* [PROMPT] Reproduce every line of the material below, but drop the pictures.

* [DATA RECORDS]
============
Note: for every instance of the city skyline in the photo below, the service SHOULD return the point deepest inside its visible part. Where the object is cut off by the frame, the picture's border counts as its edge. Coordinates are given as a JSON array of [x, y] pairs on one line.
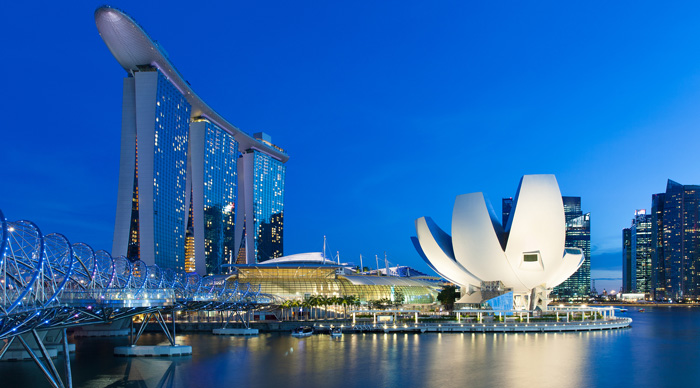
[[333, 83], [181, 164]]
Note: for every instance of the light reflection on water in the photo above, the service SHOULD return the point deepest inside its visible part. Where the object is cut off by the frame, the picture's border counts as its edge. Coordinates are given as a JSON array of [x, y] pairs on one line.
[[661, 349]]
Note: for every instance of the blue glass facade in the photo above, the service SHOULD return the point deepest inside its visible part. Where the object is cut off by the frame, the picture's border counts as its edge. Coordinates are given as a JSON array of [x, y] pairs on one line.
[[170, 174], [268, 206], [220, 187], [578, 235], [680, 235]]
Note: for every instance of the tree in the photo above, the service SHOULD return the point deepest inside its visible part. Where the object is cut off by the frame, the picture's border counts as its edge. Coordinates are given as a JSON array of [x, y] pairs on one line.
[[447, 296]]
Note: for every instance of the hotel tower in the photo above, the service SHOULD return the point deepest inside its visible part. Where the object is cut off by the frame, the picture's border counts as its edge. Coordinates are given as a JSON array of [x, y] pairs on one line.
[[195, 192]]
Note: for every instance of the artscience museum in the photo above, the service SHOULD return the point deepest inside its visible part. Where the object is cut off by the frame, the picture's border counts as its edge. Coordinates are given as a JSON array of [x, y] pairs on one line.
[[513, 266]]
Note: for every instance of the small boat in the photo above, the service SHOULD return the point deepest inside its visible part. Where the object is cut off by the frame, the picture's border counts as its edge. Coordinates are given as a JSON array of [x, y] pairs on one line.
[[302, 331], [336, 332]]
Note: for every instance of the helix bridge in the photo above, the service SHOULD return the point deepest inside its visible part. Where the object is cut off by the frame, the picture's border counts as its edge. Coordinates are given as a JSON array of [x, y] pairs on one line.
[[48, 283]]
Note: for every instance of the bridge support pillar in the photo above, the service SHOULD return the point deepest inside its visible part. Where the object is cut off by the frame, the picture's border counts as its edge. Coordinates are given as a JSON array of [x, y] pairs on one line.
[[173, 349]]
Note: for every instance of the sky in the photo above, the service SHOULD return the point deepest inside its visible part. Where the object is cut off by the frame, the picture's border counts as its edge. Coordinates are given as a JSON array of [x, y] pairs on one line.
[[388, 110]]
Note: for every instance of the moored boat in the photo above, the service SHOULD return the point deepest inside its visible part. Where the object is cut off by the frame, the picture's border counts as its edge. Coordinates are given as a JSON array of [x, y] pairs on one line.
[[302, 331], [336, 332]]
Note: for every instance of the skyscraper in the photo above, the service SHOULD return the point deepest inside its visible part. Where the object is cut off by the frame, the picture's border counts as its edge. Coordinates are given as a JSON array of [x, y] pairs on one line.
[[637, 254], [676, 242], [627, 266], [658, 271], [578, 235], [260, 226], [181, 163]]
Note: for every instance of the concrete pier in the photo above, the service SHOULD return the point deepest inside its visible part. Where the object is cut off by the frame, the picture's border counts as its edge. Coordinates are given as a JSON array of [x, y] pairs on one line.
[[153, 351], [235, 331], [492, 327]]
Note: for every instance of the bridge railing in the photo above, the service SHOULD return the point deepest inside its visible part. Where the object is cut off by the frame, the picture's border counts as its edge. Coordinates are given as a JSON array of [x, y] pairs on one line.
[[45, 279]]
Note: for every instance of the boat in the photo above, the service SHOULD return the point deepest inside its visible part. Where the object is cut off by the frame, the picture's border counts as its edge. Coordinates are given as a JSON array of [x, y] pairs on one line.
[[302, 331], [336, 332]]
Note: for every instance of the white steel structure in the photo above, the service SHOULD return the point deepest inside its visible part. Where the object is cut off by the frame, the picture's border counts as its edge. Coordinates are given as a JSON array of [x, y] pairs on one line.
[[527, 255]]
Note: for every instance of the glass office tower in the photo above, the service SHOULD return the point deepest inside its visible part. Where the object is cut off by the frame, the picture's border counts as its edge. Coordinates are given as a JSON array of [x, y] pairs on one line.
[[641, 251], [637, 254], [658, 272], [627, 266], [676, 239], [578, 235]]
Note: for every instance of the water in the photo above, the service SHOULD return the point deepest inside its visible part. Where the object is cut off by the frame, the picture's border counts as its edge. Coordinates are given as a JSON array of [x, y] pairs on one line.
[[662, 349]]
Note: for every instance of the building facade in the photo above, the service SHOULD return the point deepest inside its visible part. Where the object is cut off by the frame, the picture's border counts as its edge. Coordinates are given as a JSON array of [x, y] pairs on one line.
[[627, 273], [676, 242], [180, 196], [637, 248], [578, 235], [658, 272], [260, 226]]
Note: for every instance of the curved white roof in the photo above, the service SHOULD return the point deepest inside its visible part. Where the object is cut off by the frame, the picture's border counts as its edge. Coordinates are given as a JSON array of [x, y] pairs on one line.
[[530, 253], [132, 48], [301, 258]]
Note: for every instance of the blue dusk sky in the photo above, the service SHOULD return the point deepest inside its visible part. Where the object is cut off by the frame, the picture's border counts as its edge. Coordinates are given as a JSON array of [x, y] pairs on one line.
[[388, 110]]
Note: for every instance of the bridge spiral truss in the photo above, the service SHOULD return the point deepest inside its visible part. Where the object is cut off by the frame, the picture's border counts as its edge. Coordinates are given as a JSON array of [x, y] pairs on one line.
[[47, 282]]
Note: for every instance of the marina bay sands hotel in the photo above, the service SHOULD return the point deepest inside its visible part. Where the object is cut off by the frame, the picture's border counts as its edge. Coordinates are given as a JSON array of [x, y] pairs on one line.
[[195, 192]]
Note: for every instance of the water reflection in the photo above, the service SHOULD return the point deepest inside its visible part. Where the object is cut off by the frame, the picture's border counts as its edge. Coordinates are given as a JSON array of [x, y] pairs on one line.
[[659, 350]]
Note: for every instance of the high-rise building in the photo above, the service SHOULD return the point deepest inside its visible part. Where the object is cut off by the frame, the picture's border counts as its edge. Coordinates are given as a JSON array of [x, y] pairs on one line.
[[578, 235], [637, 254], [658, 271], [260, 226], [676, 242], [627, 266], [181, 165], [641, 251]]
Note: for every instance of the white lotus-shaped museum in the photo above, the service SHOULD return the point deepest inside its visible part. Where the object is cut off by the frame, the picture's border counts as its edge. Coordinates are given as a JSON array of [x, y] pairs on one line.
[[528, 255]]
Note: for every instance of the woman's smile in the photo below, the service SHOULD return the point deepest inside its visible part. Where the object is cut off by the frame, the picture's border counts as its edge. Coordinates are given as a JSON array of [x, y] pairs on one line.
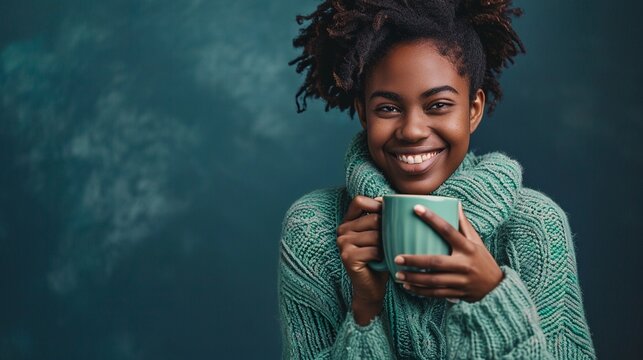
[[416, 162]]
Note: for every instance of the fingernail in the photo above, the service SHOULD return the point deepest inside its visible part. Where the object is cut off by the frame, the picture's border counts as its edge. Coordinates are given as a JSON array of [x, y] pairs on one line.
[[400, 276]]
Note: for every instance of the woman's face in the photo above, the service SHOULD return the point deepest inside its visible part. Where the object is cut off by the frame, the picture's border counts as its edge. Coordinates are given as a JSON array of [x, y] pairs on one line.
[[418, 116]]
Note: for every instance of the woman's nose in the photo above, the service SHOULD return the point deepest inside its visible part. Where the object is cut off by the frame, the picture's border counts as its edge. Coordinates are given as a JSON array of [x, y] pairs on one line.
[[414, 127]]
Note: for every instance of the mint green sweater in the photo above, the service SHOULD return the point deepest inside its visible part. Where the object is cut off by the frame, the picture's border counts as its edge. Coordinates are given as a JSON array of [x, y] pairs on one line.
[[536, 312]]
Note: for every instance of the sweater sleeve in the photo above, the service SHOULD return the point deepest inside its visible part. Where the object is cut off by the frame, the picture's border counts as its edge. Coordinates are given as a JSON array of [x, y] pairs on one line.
============
* [ANSWER TO THIS PROBLEM]
Note: for every instance of the city skyline in the photo below, the service SHOULD return the point deepest inside its visible part. Where the object is cut off by the frame, the picture's border counts as its edge. Coordinates are given as a JSON array of [x, y] pairs on one line.
[[333, 83], [181, 164]]
Note: for every instance of the light reflection on water in the photo above, the service SHOULD return the point deepest inside its visible part. Where the object is cut off by the frame, the picture's border counts as its edge. Coordinates are given as a JSON array of [x, y] pairs on one line.
[[661, 349]]
Note: for every instance of the blue glass facade in the photo above, the service SHOULD return the point deepest inside its visible part. Where the object is cut off by the frame, the picture's border counts as its edge. Coordinates are given as a JSON array of [x, y] pairs on one line.
[[170, 174], [268, 206], [220, 187], [578, 235], [680, 235]]
Note: for every instance of the tree in the photo above, the service SHOULD return the point deepest inside its visible part. Where the object is cut off by the frame, the picture's border counts as its edge. Coordinates are given as a JSON array of [x, y] pairs on one line.
[[447, 296]]
Note: for every instance of the hotel tower in the photo above, the service SHOULD return the point deepest inside its visible part. Where the object is cut off by the frame, the picture's border counts as its edge. Coordinates are given as a JSON array of [x, y] pairs on one line.
[[195, 192]]
Note: for every instance of the artscience museum in the photo above, the service SHOULD return the point deepest inside its visible part. Where the object is cut off by the frame, the picture's border counts as its edge. Coordinates are given as a JSON array of [x, y] pairs on one line.
[[513, 266]]
Note: for every instance of the small boat in the photo above, the service SHOULD return the point deepest inside its visible part. Where the object is cut off by the frame, the picture's border counts as its edge. Coordinates are given as a JSON array of [x, y] pairs on one line.
[[302, 331], [336, 332]]
Note: for every instance of the helix bridge in the photo above, the service SHOULD return the point deepest inside its visible part. Where the object is cut off by the frame, the picture's border counts as its edge. Coordinates are given as a JSON array of [x, y] pairs on one line.
[[48, 283]]
Note: for every instance of the bridge support pillar in the photo above, the service SHOULD return the point deepest inside its visible part. Where the object is cut off by the frame, the picture's border counts as its edge. Coordinates are given as a JSON array of [x, y] pairs on one line.
[[173, 349]]
Note: for every instance of the sky in the photo above, the service SHOULD return the point deepest inside its visible part. Where the object is cut off by the frame, the picture's border counts as its edge. Coordinates are given as a JSON array of [x, y] pairs on one line.
[[388, 110]]
Note: for every instance of the moored boat in the photo above, the service SHOULD return the point deepest inside its visible part. Where the object is cut off by the frame, the picture's border counts as its edge. Coordinates are given as a JSON array of [x, y] pairs on one line.
[[302, 331], [336, 332]]
Note: for every instance of the skyscraper in the photo above, the service SHOULD return the point deepest inside its visible part. Where the object is cut off by the frame, the picture's border counts as its edge. Coordinates are given as a JSON array of [x, y] pairs on one line.
[[637, 254], [676, 242], [627, 266], [658, 271], [578, 235], [260, 226], [181, 163]]
Note: for every instance of the concrete pier in the photo above, the service SHOULD return the point deepest inside its visible part. Where the object is cut off by the frame, the picture's border counts as its edge. Coordinates are given as a JSON array of [x, y] pairs on one line.
[[153, 351], [235, 331], [492, 327]]
Note: for every instance of the bridge railing in the photo above, the service SHOULD return the point deepest inside its visible part. Where the object is cut off by the frame, the picture's border counts as its edge. Coordinates are given as a JSON array of [x, y] pairs on one line.
[[45, 279]]
Note: for every instance of the boat in the photo above, the service SHOULD return the point deepest inside its visible part. Where the object is cut off by the frame, the picture's border counts as its edge. Coordinates are given as a JSON array of [x, y] pairs on one line.
[[302, 331], [336, 332]]
Note: for every instance of the white steel structure in the photo above, the service SHOULD return the point deepest inside its visible part. Where the object is cut off by the frame, the picture's border counts as its edge. Coordinates are given as a JSON array of [x, y] pairs on one line.
[[527, 255]]
Note: for every instance of the glass office tower in the photo above, the service SHOULD return the point deepest inside its visible part. Where the object is cut off by the frame, the picture's border counts as its edge. Coordinates are given as a JSON array of [x, y] pairs on one line.
[[641, 251], [637, 254], [658, 272], [627, 266], [676, 239], [578, 235]]
Note: for every instance of the water in the photo above, the service SHOULD return the point deepest inside its visible part. Where the object is cut off by the frame, the picture's border counts as its edge. Coordinates are given as a JSON array of [x, y] pairs on one line.
[[662, 349]]
Note: for every instance of the building facade in the photo above, the service SHOULD return the point deepest inside its visible part. Where the object is cut off by the frame, the picture's border counts as its edge. Coordinates are given as a JSON array of [x, y] pairs on one line.
[[627, 273], [676, 242], [180, 196], [637, 248], [578, 235], [658, 272], [260, 226]]
Note: for every instance of the curved white roof in the photo above, the service SHOULD return the point deepest inside its visible part. Where the object is cut off by the frame, the picture's border counts as its edge. Coordinates are given as a JSON array of [x, y] pairs on one line.
[[530, 253], [132, 48], [301, 258]]
Note: for every instance of the blue dusk sky in the photo above, the service SHOULD return the point deepest inside its visible part. Where the object is cut off by the frame, the picture's border counts as its edge. Coordinates are given as a JSON array of [x, y] pairs on one line.
[[388, 110]]
Note: for every instance of the bridge spiral truss in the photo above, the service SHOULD return the point deepest inside its visible part. Where the object is cut off by the frame, the picture's border counts as its edge. Coordinates are given as a JSON array of [x, y] pairs on one line.
[[47, 282]]
Note: for every instance of the marina bay sands hotel in the photo above, the service SHOULD return the point deepest inside its visible part. Where the object is cut off by the frame, the picture's border counts as its edge. Coordinates are given as a JSON array of [x, y] pairs on one line.
[[195, 192]]
Note: for every instance of the water reflection in the photo above, the service SHOULD return the point deepest inside its visible part. Where the object is cut off by the frame, the picture's border counts as its edge. Coordinates are given as a JSON array of [x, y] pairs on one line.
[[659, 350]]
Note: for every instance of the high-rise building in the photo above, the service SHOULD return the point deepest inside its visible part. Where the object is cut off by the frame, the picture's border counts as its edge. Coordinates are given as a JSON array of [x, y] pairs on one line.
[[578, 235], [637, 254], [658, 271], [260, 226], [676, 242], [627, 266], [181, 165], [641, 251]]
Note: for every instance of the white lotus-shaped museum in the photo above, the service SHOULD return the point deepest inside its visible part. Where the object is cut off by the frame, the picture's border counts as its edge. Coordinates are given as a JSON array of [x, y] pairs on one line.
[[528, 255]]
Note: for every instance of the woman's smile in the photo below, the service SHOULD return the point deepest inside its visible part. Where the object is cut off by the frame, the picture's border counts as its edge. Coordinates are given as a JSON array of [x, y] pairs on one line.
[[416, 162]]
Note: for every instance of the fingernail in the photo above, the service SHOULD return the point deepest inside its visible part. Where the object is cut off by the frame, the picture's border counts as its edge. Coordinates are given as a JSON array of [x, y] pairs on one line.
[[400, 276]]
Note: for every instance of the woman's face in the photo above, the service SHOULD return the point deepest inside its visible part. Where the object is cut off by the frame, the picture's border counts as its edge. Coordinates are given as a JSON array of [x, y] pairs on one line.
[[418, 116]]
Note: for every instance of the woman's nose in the photo above, the service SHOULD return the point deepest inside its visible part. Where the object is cut off by the frame, the picture's border counts as its edge. Coordinates are given as a JSON array of [x, y] pairs on one line.
[[414, 127]]
Note: for every instance of the mint green sweater in the photo above, the service SHOULD return the point deepest inside its visible part. Where the object is cut off by the frame, the picture's border counts as its edge. Coordinates are given as a JSON array of [x, y] pairs on one line.
[[536, 312]]
Note: for every instance of the sweater sleeve in the photo above, the service SHOULD return the point deepest inside its visible part. Where the object is cut off by the frame, the picture's border counts as its edge. Coordinates are given as a JSON array of [x, y] pairs on one line.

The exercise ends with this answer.